= Required work =
A - Answer these questions from the passage on moral order and freedom:
(i) In the material dimension, what do physical laws accommodate?
(ii) According to Thomas Hobbes, what exists before humans enter into social contracts?
(iii) Who are named as having affirmed the possibility of morally justified rebellion?
B - Continue the passage on moral order and freedom from its last sentence.

Moral order and responsible, creative freedom in the physical, aesthetic, and moral worlds. #

Order need not be at odds with freedom. In the material dimension, physical laws accommodate quantum randomness. In the aesthetic dimension, familiarity with natural patterns and conventional rules is required for successful improvisation. In the value dimension, the moral order does not stifle human freedom. On the contrary, it provides a given framework that endows free human choices with meaning. As the (Catholic) philosopher, Charles Taylor, has written: “Even the sense that the significance of my life comes from its being chosen ... depends on the understanding that independent of my will there is something noble, courageous, and hence significant in giving shape to my own life.… Horizons are given” [ 1 ]. The application of those principles and rules to particular circumstances remains open for morally responsible human beings to perform by the free and creative use of their reason in making judgements.

Moral law and political order. #

According to Thomas Hobbes (1588-1679), there is neither morality nor justice before humans enter into social contracts; there is only the drive for self-preservation and the war of each against all. This vision of the human condition is fundamentally amoral. In contrast, Christian monotheism posits that even where there is no social contract or positive law or where that law is ineffective—say, in the case of a failed state—the natural moral law remains. And where that commands the consciences of human beings, it has the power to constrain and guide. There is a higher, moral authority to which critics of positive law can appeal, and which can provide moral justification for the defiance of positive law. Thus, from Thomas Aquinas (1225-74) in the 13 th century and the Reformers in the 16th century, Christians have affirmed the possibility of morally justified rebellion.

= Stored data =

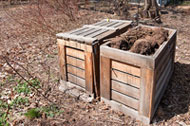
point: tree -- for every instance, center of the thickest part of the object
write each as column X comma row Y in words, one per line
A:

= Responses to the tasks =
A -
(i) Quantum randomness.
(ii) Neither morality nor justice. There is only the drive for self-preservation and the war of each against all.
(iii) Thomas Aquinas in the 13th century and the Reformers in the 16th century.

B -
Moral law and international relations. #

It follows that, even where there are no contracts between different peoples—where there is no international law—moral law still obtains. Insofar as this law commands the consciences of national leaders, it introduces a measure of order to relations between states. However, Christian doctrine in the form of the concept of universal sin will incline Christians to be alert to the actual fallibility of the fallen human conscience as personal experience and reflection on history tends to confirm. Not every people does what it should; and often peoples do what they should not. Because conscience cannot be relied upon, effective international order requires the additional constraints of international law, whether in the soft form of a consensus of opinion, the harder form of custom, or the hardest form of treaty.

Created order and the academic vocation #

The existence of a given, created order—be it physical or aesthetic or moral—implies that academic endeavour is properly about the discovery of the truth of reality as given by God. Of course, academics are sinners, just like everyone else. Consequently, their pursuit of truth can be corrupted by insecurity and the lust to dominate. It can also be corrupted by selfish interests in maintaining economic, political, and social power, as Marxists and some postmodernists remind us. Christian academics, however, at once aware of their creaturely responsibility under God’s created moral order and of their sinful failure to meet it, will be careful to cultivate the virtues of humility (regarding the limits of their own knowledge), docility (or the readiness to learn), patience (in discerning the truth), justice (to what other people say), and charity (toward unwelcome views). Above all, Christian academics will remember that an academic career is a vocation to discover the truth in cooperation with others, not an opportunity for the proud and intimidating assertion of the ego.

End Notes #

[ 1 ]  Charles Taylor, The Ethics of Authenticity (Cambridge, Mass.: Harvard University Press, 1991), p. 39.